§ ASSIGNMENT
Give a verbatim quotation of every record.

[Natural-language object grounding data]
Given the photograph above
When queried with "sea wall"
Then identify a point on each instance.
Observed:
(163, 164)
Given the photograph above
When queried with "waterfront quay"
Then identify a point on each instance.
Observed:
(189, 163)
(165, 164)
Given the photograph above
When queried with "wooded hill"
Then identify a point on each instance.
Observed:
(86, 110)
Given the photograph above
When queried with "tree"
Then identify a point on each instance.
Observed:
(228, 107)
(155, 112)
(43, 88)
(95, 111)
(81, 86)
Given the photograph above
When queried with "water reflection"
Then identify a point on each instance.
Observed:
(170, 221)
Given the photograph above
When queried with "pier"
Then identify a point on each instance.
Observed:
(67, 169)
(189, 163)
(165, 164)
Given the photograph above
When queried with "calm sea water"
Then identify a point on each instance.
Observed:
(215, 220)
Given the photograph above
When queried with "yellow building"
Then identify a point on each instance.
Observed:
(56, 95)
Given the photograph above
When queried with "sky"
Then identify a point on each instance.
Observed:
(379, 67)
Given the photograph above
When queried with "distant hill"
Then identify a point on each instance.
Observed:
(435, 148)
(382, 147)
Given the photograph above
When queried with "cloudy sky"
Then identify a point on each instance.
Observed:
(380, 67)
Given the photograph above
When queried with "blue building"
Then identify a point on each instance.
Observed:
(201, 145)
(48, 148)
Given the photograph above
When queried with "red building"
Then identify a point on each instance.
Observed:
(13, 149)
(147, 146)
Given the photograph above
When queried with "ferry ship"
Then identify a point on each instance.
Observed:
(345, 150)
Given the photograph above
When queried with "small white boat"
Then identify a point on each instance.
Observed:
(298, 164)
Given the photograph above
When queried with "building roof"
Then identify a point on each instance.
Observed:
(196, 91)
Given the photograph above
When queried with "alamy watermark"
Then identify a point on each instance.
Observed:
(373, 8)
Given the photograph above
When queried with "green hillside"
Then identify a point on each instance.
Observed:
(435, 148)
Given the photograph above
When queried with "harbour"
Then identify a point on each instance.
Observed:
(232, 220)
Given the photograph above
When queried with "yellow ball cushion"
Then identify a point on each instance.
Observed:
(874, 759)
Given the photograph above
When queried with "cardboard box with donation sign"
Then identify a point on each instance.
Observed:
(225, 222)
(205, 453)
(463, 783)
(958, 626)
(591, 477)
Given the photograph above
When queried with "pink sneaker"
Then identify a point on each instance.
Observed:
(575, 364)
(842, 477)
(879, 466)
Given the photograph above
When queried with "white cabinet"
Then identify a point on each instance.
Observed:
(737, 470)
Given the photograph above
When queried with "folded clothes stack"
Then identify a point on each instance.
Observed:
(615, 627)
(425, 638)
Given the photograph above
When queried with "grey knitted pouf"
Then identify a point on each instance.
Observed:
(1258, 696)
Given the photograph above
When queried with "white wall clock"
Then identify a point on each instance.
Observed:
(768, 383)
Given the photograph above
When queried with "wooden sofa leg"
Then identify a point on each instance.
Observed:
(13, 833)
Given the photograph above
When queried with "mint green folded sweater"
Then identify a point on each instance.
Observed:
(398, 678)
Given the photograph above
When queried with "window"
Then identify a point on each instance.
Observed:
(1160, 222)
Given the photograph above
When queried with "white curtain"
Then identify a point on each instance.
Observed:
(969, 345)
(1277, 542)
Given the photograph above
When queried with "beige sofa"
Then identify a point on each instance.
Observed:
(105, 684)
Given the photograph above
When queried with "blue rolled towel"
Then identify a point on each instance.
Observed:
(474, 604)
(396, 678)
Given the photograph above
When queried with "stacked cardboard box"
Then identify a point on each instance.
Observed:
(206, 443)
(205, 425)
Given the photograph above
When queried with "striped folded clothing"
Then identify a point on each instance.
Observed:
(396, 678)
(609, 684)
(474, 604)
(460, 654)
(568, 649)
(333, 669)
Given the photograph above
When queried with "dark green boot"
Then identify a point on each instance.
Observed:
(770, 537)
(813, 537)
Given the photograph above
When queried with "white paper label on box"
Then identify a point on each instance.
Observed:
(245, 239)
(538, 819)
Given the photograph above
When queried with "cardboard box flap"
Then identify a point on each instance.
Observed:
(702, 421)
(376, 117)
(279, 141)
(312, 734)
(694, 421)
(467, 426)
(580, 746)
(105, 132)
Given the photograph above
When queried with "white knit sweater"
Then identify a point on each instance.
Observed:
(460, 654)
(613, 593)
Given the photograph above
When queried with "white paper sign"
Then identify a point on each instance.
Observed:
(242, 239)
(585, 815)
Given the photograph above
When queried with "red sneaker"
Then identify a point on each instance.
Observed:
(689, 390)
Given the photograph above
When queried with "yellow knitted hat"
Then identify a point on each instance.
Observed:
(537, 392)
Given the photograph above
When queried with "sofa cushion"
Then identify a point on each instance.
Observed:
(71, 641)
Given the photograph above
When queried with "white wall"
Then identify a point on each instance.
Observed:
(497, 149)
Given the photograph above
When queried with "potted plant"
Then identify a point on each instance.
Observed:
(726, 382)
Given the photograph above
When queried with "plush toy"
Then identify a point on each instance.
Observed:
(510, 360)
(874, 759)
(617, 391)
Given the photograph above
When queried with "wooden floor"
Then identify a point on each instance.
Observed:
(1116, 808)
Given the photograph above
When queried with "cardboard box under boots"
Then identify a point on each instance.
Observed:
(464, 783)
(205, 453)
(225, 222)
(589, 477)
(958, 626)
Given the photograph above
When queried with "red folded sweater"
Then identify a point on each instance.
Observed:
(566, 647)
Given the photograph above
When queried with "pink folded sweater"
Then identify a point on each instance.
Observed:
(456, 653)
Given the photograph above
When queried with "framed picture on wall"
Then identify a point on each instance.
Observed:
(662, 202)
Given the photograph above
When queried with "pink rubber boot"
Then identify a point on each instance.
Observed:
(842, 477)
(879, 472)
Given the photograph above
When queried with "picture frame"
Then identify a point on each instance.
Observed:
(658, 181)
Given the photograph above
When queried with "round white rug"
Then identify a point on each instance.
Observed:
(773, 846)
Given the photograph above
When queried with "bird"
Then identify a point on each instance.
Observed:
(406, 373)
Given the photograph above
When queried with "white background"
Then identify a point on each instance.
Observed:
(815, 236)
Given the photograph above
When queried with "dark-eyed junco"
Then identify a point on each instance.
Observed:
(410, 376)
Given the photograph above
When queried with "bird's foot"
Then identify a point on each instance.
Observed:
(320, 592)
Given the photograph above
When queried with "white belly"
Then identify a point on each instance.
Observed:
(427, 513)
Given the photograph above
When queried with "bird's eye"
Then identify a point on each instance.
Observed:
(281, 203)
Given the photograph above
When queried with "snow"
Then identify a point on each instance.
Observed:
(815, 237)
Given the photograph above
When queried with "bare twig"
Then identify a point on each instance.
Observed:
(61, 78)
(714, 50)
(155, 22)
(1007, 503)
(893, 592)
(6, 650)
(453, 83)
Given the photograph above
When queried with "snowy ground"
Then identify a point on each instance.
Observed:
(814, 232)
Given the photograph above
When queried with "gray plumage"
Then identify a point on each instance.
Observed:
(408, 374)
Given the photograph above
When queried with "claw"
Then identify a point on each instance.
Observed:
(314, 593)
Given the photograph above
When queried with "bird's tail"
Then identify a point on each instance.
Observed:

§ SOLUTION TO THIS TASK
Given the photograph above
When queried with "sea wall"
Then identify a point on each instance.
Observed:
(163, 164)
Given the photograph above
When queried with "waterfront quay"
Then identify a point on each instance.
Observed:
(189, 163)
(165, 164)
Given the photograph above
When queried with "wooded hill"
Then identify a point on each instance.
Observed:
(86, 110)
Given the photograph above
When queried with "tree"
Then identify a point on each instance.
Observed:
(228, 107)
(155, 112)
(43, 88)
(95, 111)
(81, 86)
Given the photograph above
When queried with "water reflection"
Then identify a point on each instance.
Observed:
(170, 221)
Given the photograph above
When queried with "pier"
Then identify a point on each instance.
Observed:
(67, 169)
(189, 163)
(165, 164)
Given the photograph above
When queried with "calm sea water"
Then identify a point on each instance.
Observed:
(215, 220)
Given the photograph above
When queried with "yellow building"
Then identify a point on each instance.
Observed:
(56, 95)
Given the photograph above
When queried with "sky"
Then identify a point on each instance.
Observed:
(379, 67)
Given the photograph above
When queried with "distant hill"
Then identify a point on each instance.
Observed:
(435, 148)
(382, 147)
Given the photograph above
When queried with "cloudy sky"
Then identify a point on each instance.
Observed:
(380, 67)
Given the photograph above
When queried with "blue building"
Then identify a point on each instance.
Observed:
(201, 145)
(48, 148)
Given the photograph above
When queried with "red building"
Then identify a point on each instance.
Observed:
(13, 149)
(147, 146)
Given the photograph above
When queried with "ferry ship"
Then identify a point on each instance.
Observed:
(345, 150)
Given the photograph above
When queried with "small white boat"
Then identify a point on each instance.
Observed:
(298, 164)
Given the photograph above
When queried with "building roof"
Then identify a point on each instance.
Observed:
(196, 91)
Given the photograph above
When queried with "alamy watermark"
Then identify a point on each instance.
Observed:
(373, 8)
Given the photograph above
When queried with "green hillside"
Then identify a point on each instance.
Observed:
(435, 148)
Given the photograph above
When queried with "harbour"
Then identify a point on each instance.
Observed:
(232, 220)
Given the photograph above
When queried with "yellow ball cushion"
Then identify a point on each instance.
Observed:
(874, 759)
Given the photograph above
When queried with "cardboard box with donation sign"
Then identify a point on each instance.
Observed:
(225, 222)
(205, 453)
(463, 783)
(958, 626)
(591, 477)
Given the photograph above
When queried with "pink sneaker"
Then identify a point on each instance.
Observed:
(575, 364)
(842, 477)
(879, 466)
Given the photograph above
When queried with "white cabinet"
Then identify a point on each instance.
Observed:
(737, 470)
Given the photograph above
When queried with "folded clothes stack"
Then identify a point on each instance.
Observed:
(615, 627)
(425, 638)
Given the photograph above
When queried with "grey knitted pouf"
Then identify a point on each instance.
Observed:
(1258, 696)
Given the photograph above
When queried with "white wall clock"
Then identify a point on each instance.
Observed:
(768, 383)
Given the photograph above
When queried with "wooden sofa leg"
Then identify a point on each instance.
Observed:
(13, 833)
Given the photograph above
When queried with "mint green folded sweater"
Then identify a point on each instance.
Observed:
(398, 678)
Given the photograph above
When queried with "window"
Then identify a point on each instance.
Observed:
(1160, 222)
Given the photograph above
When queried with "white curtain"
Then identify a point on each instance.
Observed:
(969, 345)
(1277, 542)
Given the photograph above
When queried with "beige sofa"
Then identify a point on each instance.
Observed:
(105, 684)
Given the photograph above
When queried with "blue rolled towel"
Then identify a point on each instance.
Observed:
(474, 604)
(396, 678)
Given the photograph above
When queried with "stacked cardboard box"
Then identify a point on each instance.
Observed:
(206, 443)
(205, 425)
Given the photograph above
When queried with "striped folded clothing"
Then identify a point on each instance.
Observed:
(396, 678)
(609, 684)
(474, 604)
(460, 654)
(568, 649)
(333, 669)
Given the photograph above
When queried with "dark green boot"
Then identify a point on each instance.
Observed:
(770, 537)
(813, 537)
Given the photograph above
When queried with "white paper label on box"
Then identify a point on each instance.
Observed:
(245, 239)
(538, 819)
Given the photograph above
When queried with "cardboard box flap"
Then identify a point on each instance.
Observed:
(702, 421)
(376, 117)
(279, 141)
(312, 734)
(694, 421)
(467, 426)
(580, 746)
(105, 132)
Given the photograph above
When queried with "white knit sweater"
Then identify a point on each instance.
Observed:
(460, 654)
(613, 593)
Given the photograph above
When queried with "white paper sign"
Then identify a point on each instance.
Observed:
(242, 239)
(585, 815)
Given the photograph above
When queried with "red sneaker"
Then identify a point on each instance.
Observed:
(689, 390)
Given the photograph above
When queried with "yellow knitted hat"
Then identify a point on each instance.
Observed:
(537, 392)
Given the photograph above
When queried with "sofa cushion"
Then identify a point on each instance.
Observed:
(71, 641)
Given the photograph above
When queried with "white wall"
Then identify a point on each instance.
Observed:
(497, 149)
Given the photograph above
When queried with "potted plant"
Then identify a point on each instance.
Observed:
(726, 382)
Given the photograph above
When queried with "plush toy"
Then identify a point on each instance.
Observed:
(510, 360)
(874, 759)
(617, 391)
Given the photograph above
When queried with "wooden floor"
Then identify a point on each instance.
Observed:
(1116, 808)
Given the photograph above
When queried with "cardboard box under boots"
Then identify a point on each instance.
Observed:
(464, 783)
(205, 453)
(225, 222)
(589, 477)
(958, 626)
Given the photograph above
When queried with "red folded sweater"
Then identify a point on each instance.
Observed:
(566, 647)
Given the photograph above
When queried with "pink folded sweater"
Then identify a point on each instance.
Observed:
(456, 653)
Given the photograph above
When queried with "framed picture on wall"
Then identify a point on each instance.
Observed:
(662, 202)
Given the photograph above
When queried with "pink rubber boot"
Then identify a point on each instance.
Observed:
(842, 477)
(879, 472)
Given the photograph above
When queried with "picture frame"
Then identify a point on each instance.
Observed:
(658, 181)
Given the photograph above
When queried with "round white rug"
Then identify a point on each instance.
Observed:
(773, 846)
Given the photograph above
When queried with "bird"
Then identify a point on each instance.
Observed:
(406, 373)
Given the photograph above
When queried with "white background"
Then identify a point on each instance.
Observed:
(815, 236)
Given the photograph above
When queried with "dark-eyed junco"
Then identify a point on each instance.
Observed:
(410, 376)
Given the photograph above
When queried with "bird's foot"
Then identify a point on each instance.
Observed:
(320, 592)
Given the photograph above
When queried with "white belly"
Then identify a point on each instance.
Observed:
(427, 513)
Given the photograph above
When queried with "bird's eye"
Then identify a point on each instance.
Observed:
(281, 203)
Given the photograph above
When queried with "snow"
Then identify a point on each instance.
Observed:
(815, 237)
Given the photograph above
When queried with "bare twig"
Then identify a point on each instance.
Observed:
(61, 78)
(714, 50)
(155, 22)
(1007, 503)
(893, 592)
(6, 650)
(453, 83)
Given the photograph above
When queried with "snowy ground"
Then identify a point on each instance.
Observed:
(814, 232)
Given the photograph above
When queried with "gray plumage"
Then identify a point on each instance.
Observed:
(408, 374)
Given the photograph above
When queried with "claw"
Then identify a point on each instance.
Observed:
(314, 593)
Given the photograph above
When queried with "bird's tail"
Then identify a point on each instance.
Observed:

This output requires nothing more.